• _FRAGMENTO_:
****************
Mira bien las fotos de los podios olímpicos. Obviamente, el medallista de oro tiene una cara de euforia. Sin embargo, la mayoría de las veces, el medallista de bronce parece mucho más feliz que el medallista de plata, que tiene una sonrisa algo congelada y constreñida. ¡Increíble! El medallista de plata ha rendido mejor y, sin embargo, está menos contento consigo mismo. Esto es comprensible. Juzgan su propio valor comparándose entre sí.
Pero el medallista de plata se compara con alguien que ha sido mejor que él. El primer puesto se le ha escapado. Sólo es el segundo. El bronce, en cambio, se compara con todos aquellos que no tienen la alegría, la oportunidad de estar en el podio.
Todo esto nos lleva a reflexionar sobre nuestros reflejos educativos. Y al entorno de nuestros jóvenes. Muy a menudo, oímos a los niños o a los estudiantes suspirar: "Es inútil". Y luego más amplio: "No lo voy a conseguir nunca". E incluso los estudiantes que se preparan para los exámenes tienen que luchar valientemente contra estos mensajes internos que son tan desmotivadores. Podemos ver el efecto de la combinación de un espíritu excesivamente competitivo y la tensión comparativa que impregna nuestro entorno.
Así que hay un malentendido sobre el lugar que le damos a la competición. Si la consideramos más que nada como una energía saludable que es un ímpetu de progreso o de superación, nos olvidamos de su fuerza motriz fundamental: la comparación. Porque se trata más de superar a los demás que a uno mismo. Pero al compararnos constantemente con los demás, acabamos mirándonos a nosotros mismos de forma crítica. "Te juzgo a ti, y así me juzgo a mí mismo". ¿Y cuál va a ser nuestro criterio para juzgar?
La actuación de los demás, o su estatus social, o su aspecto físico... la lista es interminable. El criterio último es el modelo ideal propuesto por las imágenes retocadas e irreales que contaminan literalmente nuestro universo cotidiano. No hay nada mejor que eso para destrozar la confianza en uno mismo. Lejos de engendrar una sólida confianza en uno mismo, la comparación la debilita: el criterio de mi supuesto valor será siempre externo, cambiante y a menudo imposible de igualar.
Entonces, ¿qué podemos decir a quien ha confiado en nosotros, a quien se esfuerza por tener éxito en lo que ha emprendido? La competencia sólo es saludable si elimina las comparaciones tóxicas y da reconocimiento a los demás. Tener presente todo lo que debo a los demás, ser consciente de que puedo contar con ellos, estarles agradecido: esta mirada refuerza la confianza en uno mismo, vigoriza la esperanza de éxito, evita la glorificación del éxito y suaviza los efectos del fracaso.
En el fondo, nadie quiere ser amado por sus actuaciones. Pongamos, pues, a nuestro joven bajo la mirada de Dios, que en el secreto de la oración le dirá constantemente lo incomparable, absolutamente único, precioso y formidable que es—tal como es.
****************
• _INSTRUCCIONES DE TRABAJO_:
[a] Reproduce el pasaje del fragmento sobre la comparación que va desde "Todo esto nos" hasta "impregna nuestro entorno.", ambos incluidos.
[b] Responde a estas preguntas sobre el fragmento sobre la comparación:
(i) ¿Con quiénes se compara el medallista de bronce?
(ii) ¿Qué frase de dos palabras se oye suspirar muy a menudo a los niños o a los estudiantes?
(iii) ¿Cuál es la fuerza motriz fundamental de la competición?

• _DATOS DE ENTRADA_:
****************
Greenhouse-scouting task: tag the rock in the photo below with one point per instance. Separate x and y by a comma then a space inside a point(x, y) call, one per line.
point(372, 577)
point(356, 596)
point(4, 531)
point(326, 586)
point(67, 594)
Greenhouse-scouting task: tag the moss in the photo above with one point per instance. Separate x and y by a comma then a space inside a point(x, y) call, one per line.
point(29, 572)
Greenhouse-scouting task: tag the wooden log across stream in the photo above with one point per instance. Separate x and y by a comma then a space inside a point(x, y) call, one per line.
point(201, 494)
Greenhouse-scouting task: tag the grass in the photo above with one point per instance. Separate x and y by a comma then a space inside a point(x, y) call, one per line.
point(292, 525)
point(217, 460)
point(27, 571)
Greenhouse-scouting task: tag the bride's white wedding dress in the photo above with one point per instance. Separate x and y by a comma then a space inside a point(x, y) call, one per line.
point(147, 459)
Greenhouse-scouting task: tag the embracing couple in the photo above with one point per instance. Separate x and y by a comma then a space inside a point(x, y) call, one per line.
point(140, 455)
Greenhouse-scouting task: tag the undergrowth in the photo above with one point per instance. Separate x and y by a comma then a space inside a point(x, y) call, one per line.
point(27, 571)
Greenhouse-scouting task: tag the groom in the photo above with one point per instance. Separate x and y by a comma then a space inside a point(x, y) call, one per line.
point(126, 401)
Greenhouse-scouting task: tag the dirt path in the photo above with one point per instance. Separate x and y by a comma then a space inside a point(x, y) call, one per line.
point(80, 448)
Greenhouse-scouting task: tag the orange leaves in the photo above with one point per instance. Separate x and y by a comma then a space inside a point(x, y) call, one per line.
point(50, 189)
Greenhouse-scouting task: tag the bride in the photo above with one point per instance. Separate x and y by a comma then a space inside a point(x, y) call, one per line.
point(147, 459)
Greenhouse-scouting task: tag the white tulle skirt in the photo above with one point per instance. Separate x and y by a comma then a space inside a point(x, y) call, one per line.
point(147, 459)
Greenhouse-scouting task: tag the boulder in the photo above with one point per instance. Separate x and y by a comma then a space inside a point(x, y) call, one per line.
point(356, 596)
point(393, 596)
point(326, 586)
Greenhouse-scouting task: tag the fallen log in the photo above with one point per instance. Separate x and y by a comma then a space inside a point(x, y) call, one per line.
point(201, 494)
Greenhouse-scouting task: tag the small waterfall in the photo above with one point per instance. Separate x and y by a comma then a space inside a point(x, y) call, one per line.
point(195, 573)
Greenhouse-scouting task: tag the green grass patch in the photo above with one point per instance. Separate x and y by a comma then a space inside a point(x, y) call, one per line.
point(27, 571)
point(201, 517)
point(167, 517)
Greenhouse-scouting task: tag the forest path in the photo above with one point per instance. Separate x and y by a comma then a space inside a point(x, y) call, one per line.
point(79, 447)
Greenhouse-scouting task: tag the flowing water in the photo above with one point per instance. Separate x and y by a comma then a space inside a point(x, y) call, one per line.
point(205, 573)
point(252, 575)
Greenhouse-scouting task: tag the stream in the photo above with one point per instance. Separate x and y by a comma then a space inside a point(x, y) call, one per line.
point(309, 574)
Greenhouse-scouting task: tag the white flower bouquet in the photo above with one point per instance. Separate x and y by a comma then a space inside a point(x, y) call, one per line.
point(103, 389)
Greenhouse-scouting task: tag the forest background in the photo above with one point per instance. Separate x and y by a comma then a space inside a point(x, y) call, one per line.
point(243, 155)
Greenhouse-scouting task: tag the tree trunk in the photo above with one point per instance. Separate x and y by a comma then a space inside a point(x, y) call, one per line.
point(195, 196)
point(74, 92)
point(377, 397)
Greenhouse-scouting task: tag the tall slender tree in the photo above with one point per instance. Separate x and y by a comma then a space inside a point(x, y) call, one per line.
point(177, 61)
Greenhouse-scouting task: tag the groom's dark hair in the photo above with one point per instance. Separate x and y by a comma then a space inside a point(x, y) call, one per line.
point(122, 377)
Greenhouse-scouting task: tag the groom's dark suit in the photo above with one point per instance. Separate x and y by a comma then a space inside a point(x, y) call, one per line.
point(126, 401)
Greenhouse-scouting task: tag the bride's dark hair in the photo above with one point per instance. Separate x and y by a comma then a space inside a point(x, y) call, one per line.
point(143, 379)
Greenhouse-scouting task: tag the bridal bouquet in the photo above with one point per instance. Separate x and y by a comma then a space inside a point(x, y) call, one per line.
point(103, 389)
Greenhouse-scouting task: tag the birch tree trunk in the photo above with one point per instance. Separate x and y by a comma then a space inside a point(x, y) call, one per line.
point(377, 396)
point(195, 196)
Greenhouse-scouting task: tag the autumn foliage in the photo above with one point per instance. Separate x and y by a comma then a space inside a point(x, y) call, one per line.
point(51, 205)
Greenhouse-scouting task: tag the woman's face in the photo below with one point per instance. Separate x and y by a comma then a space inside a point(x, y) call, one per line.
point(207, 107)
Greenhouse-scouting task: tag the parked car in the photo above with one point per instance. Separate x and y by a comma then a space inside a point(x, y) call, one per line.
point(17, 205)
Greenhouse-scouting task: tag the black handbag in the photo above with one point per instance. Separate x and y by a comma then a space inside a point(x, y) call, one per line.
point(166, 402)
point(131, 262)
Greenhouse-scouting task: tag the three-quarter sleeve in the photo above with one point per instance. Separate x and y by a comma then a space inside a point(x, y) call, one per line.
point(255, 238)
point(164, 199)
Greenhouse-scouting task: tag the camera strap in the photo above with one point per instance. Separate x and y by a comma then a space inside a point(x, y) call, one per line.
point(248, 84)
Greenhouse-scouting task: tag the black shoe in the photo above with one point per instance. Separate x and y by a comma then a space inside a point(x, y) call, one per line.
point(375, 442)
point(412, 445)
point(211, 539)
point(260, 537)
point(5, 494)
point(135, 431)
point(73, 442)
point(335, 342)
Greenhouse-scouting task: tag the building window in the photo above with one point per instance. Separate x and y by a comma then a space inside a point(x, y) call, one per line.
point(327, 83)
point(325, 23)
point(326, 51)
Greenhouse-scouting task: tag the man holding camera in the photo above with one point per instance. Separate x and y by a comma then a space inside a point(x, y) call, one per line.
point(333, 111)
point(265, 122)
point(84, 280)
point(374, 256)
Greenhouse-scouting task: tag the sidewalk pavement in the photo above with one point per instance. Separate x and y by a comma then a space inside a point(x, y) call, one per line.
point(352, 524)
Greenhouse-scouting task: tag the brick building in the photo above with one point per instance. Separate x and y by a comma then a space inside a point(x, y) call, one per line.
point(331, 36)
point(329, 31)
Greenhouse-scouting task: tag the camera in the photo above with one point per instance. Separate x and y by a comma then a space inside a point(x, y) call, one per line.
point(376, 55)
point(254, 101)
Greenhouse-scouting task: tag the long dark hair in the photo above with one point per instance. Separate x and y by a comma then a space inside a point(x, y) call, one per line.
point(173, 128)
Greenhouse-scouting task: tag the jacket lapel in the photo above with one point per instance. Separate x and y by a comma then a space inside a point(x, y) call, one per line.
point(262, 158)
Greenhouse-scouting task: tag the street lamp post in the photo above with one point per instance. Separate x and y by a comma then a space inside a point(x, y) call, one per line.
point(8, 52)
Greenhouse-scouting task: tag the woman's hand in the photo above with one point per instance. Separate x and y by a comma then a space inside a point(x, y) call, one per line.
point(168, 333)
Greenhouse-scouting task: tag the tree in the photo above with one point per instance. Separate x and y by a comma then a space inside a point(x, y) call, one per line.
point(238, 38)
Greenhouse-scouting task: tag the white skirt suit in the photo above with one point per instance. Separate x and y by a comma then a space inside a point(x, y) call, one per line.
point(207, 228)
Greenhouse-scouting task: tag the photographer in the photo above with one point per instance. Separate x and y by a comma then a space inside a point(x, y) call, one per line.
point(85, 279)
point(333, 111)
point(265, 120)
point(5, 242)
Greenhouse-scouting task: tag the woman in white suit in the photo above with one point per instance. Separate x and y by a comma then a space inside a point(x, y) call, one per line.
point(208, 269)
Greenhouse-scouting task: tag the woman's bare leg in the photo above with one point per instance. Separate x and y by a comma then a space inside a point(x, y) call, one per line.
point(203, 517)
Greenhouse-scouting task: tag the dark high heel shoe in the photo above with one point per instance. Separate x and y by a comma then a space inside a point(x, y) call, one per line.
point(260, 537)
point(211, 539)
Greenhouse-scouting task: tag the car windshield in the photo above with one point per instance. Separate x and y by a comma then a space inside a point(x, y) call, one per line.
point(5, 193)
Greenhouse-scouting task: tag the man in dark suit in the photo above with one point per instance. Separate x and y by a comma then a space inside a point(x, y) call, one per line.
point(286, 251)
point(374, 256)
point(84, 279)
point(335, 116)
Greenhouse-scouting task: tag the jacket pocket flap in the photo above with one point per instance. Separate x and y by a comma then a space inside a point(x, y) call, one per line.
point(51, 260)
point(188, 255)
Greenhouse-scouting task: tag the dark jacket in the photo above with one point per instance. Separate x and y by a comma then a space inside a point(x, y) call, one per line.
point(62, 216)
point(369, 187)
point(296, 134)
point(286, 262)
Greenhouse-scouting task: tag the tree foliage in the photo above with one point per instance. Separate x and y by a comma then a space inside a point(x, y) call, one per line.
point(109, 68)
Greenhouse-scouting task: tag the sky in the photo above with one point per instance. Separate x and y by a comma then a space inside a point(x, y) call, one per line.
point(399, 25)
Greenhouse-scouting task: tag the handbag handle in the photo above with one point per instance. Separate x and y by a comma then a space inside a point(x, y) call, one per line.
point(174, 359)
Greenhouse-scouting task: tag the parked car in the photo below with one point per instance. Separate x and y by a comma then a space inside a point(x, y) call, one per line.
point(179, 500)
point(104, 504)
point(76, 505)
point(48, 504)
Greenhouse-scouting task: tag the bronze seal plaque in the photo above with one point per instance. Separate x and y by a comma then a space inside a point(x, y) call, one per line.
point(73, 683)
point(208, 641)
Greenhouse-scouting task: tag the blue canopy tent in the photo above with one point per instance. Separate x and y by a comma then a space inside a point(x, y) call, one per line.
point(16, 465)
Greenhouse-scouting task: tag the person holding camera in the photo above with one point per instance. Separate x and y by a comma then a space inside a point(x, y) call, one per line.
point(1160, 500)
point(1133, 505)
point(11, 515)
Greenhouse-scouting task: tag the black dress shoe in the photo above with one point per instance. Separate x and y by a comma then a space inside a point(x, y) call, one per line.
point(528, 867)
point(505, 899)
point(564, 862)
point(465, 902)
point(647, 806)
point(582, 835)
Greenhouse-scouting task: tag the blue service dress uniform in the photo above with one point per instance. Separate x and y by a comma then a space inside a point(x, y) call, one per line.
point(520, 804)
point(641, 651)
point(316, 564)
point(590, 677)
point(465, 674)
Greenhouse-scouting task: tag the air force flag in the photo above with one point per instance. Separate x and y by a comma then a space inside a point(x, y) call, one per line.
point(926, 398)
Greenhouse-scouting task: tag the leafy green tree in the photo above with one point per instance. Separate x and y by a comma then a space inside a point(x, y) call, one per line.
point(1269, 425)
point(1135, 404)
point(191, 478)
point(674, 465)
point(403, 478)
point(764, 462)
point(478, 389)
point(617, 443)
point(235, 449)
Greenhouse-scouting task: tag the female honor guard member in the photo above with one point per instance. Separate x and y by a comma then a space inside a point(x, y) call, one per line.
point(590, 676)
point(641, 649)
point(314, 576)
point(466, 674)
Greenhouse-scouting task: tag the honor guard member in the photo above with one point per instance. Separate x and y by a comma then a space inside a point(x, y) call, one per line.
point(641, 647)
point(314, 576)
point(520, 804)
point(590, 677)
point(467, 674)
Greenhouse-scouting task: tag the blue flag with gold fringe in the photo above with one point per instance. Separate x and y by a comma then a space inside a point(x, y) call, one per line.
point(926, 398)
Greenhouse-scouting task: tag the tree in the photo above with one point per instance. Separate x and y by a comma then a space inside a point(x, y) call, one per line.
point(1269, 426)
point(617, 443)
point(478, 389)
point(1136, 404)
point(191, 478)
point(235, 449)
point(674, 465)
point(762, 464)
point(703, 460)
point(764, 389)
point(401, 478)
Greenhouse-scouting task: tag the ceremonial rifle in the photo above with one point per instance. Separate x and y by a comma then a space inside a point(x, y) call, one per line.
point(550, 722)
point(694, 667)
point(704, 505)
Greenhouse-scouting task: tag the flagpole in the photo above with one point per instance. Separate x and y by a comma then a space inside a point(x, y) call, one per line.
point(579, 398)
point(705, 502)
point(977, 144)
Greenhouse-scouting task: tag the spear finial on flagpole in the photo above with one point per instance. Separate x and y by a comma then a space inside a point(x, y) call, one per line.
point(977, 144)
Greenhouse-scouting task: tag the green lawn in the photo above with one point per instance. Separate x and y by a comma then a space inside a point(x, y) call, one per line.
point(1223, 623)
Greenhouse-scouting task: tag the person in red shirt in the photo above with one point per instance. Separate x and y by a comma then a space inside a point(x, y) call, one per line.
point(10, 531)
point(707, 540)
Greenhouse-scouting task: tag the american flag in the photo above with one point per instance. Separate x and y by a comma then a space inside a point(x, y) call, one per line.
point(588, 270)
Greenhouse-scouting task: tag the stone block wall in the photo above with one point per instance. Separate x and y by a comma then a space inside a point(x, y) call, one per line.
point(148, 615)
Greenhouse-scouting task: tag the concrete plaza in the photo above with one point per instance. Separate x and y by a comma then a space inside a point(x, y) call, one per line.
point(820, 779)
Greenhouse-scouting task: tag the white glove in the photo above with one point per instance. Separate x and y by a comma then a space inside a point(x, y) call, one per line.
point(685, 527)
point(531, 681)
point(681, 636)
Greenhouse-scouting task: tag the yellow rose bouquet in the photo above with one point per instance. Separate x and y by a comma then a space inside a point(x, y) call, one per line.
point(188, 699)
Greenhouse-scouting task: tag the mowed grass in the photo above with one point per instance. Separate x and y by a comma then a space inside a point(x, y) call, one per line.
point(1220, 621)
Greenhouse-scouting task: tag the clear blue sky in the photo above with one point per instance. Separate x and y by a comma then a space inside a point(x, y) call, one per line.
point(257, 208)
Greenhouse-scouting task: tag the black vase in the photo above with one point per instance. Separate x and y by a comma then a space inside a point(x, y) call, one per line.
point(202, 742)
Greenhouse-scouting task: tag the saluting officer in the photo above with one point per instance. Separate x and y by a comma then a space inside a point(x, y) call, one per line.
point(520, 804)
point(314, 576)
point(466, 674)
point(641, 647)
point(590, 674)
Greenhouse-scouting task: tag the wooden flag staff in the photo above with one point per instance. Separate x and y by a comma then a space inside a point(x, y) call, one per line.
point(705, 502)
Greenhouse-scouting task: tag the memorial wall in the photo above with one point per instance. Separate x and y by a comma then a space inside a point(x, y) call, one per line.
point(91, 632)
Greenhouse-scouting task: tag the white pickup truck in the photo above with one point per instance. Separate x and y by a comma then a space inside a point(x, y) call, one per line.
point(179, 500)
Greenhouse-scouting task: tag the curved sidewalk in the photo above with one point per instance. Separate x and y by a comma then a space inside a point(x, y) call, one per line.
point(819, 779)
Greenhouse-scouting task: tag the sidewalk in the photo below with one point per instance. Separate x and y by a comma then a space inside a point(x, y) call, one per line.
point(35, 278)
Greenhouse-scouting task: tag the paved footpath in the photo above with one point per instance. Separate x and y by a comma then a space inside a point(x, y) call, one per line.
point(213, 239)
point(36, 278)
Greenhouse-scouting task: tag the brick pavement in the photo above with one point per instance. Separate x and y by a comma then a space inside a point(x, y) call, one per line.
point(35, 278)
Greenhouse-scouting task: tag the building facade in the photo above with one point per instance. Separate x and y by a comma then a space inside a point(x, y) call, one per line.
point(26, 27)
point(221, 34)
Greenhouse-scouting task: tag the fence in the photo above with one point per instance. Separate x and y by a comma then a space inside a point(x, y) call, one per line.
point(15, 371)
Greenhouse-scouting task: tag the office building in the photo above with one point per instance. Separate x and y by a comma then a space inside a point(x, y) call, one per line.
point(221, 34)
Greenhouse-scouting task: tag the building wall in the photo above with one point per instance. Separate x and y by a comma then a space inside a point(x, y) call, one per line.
****************
• _RESPUESTAS POR TAREA_:
[a]
Todo esto nos lleva a reflexionar sobre nuestros reflejos educativos. Y al entorno de nuestros jóvenes. Muy a menudo, oímos a los niños o a los estudiantes suspirar: "Es inútil". Y luego más amplio: "No lo voy a conseguir nunca". E incluso los estudiantes que se preparan para los exámenes tienen que luchar valientemente contra estos mensajes internos que son tan desmotivadores. Podemos ver el efecto de la combinación de un espíritu excesivamente competitivo y la tensión comparativa que impregna nuestro entorno.

[b]
(i) Con todos aquellos que no tienen la alegría, la oportunidad de estar en el podio.
(ii) "Es inútil".
(iii) La comparación.